SOURCE TEXT below:
Hold your horses! It’s not Morgan Tsvangirai only.

News reaching us is that the Americans are unhappy that the money they funnelled to local NGOs were fleeced by individuals at an outfit called Crisis in Zimbabwe Coalition, which administered the funds.

They awarded themselves hefty, Cashbert-Dube-like salaries, corruption and malfeasance reigned.

And, by the way, someone there is said to have lost property in a divorce but replaced it just as swiftly! That was after coming from a legendary holiday.

The Americans are unhappy and have dispatched an Uncle Tom to investigate. However, it is like closing the stables when the horse has bolted. If Americans thought they were clever, they should think again.

Zimbabweans are way smarter.

And they are all zanu-pf at heart and they will do anything to remain so, including “eating” foolish Americans’ money.

Biti’s bite

There has typically been other interesting news this week.

We welcome back Tendai Biti from wherever he has been hibernating, or is it recuperating, and hope discussion in the body politic will be richer.

You got to love the spectacle of the man and his fulminating and froth-laced arguments and his favourite reference to women from Dotito (another one from that place is a candidate for his pity) and Chendambuya.

He convened a presser this week. Only it was disappointing to hear the man telling us about civil service workers stealing elections, strikes, which nobody is interested in, and this seemingly ill-fated “all-party convergence conference”.

Curiously, there is already a fight over the idea of the conference, which Morgan Tsvangirai’s faction claim as theirs.

And to think it is not such a brilliant, game-changing idea! Anyway, this is the opposition that fate has dealt us. (It was the complaint of Christopher Dell, too).

He may have attempted to crawl back to the limelight but clearly, Biti does not have the bite.
End of SOURCE TEXT.
LISTED ENTRIES below:
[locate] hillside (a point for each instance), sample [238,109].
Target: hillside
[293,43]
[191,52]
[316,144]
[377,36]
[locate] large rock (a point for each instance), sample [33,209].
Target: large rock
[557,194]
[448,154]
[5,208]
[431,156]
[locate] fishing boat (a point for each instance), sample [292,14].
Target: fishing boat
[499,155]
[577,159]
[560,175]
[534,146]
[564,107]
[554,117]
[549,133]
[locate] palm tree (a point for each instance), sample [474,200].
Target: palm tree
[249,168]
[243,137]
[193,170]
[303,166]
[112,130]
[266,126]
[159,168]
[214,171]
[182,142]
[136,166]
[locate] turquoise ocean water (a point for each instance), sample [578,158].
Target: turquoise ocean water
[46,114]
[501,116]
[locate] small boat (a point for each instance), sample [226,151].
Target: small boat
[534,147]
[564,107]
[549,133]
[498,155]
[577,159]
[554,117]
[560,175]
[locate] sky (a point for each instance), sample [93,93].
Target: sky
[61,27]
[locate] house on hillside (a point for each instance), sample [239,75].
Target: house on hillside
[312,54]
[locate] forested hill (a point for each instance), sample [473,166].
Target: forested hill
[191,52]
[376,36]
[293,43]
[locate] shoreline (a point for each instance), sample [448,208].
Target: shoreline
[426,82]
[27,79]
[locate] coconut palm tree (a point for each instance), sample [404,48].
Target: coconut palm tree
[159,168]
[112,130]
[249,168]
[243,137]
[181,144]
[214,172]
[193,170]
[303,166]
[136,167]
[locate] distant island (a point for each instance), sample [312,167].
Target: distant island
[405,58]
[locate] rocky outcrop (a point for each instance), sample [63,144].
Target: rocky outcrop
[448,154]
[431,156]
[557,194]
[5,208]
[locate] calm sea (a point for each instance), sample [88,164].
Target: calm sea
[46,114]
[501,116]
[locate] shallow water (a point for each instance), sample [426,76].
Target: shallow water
End of LISTED ENTRIES.
QUESTIONS
**a)** In the Zimbabwe opinion column, which outfit administered the funds that the Americans funnelled to local NGOs?
**b)** Continue the Zimbabwe opinion column from its last sentence, in the same voice.

ANSWERS GIVEN
**a)** Crisis in Zimbabwe Coalition

**b)**
Poor Morgan

Spare a thought, and prayer, for poor Morgan Tsvangirai. We hear there are already moves to dislodge him from the party by way of an extraordinary congress.

This is happening less than three months after the congress last October that was occasioned by the rift that gave us MDC Renewal.

It is said structures in Harare and other provinces have been actively discussing the possibility, nay, desirability, of such a development.

Tsvangirai is said to have read the riot act on the mutineers, threatening to wield the axe.

He also banned discussions on social media. Poor Morgan, why won’t people give the man from Buhera some rest?

Besides, it is his only job, lacking as he does any qualifications for gainful employment.

Long Rope

We continue to follow the drama surrounding former zanu-pf secretary for Administration Didymus Mutasa.

Well, it seems he is unable to shut his mouth and has been giving interviews to the private media showing defiance over his infamous Press statement a few weeks ago.

This week the party’s Politburo tasked a disciplinary committee to deal with him as soon as possible, which was clearly a clever, legal move.

Didymus, through his spokesperson (we didn’t know this one), said the move was absurd.

Gumbo told NewsDay that Mutasa’s “position is very clear that he doesn’t recognise the congress because it was done illegally and there is little they can do. That will remain his position until things are rectified.”

Then Mutasa was talking to his favourite mouthpiece, Daily News, and “contemptuously dismissed allegations that he stole critical documents from zanu-pf, describing such claims as ‘unadulterated nonsense’.”

The newspaper cheers him on and hails him as “defiant” and “strong-headed”. Thanks to Daily News, we now know Nyati has a wry sense of humour.

Confronted on the issue of the alleged pilferage, Mutasa shot back, “Which papers are they talking about? Newspapers, memoranda, waste paper or toilet paper? It is not clear what it is they say I stole.”

Unbeknown to Nyati, he may be tying himself with his long rope!

Lastly, speaking of the paper and its insults against the “State media”, we take to heart the counsel by Professor Jonathan Moyo at an editors’ meeting last week that there is really no need to be calling each other names as newspapers and even inventing new terms to “diss” each other.

On a purely journalistic-academic level, we regret to note that they have well and truly cheapened the idea of front page editorials.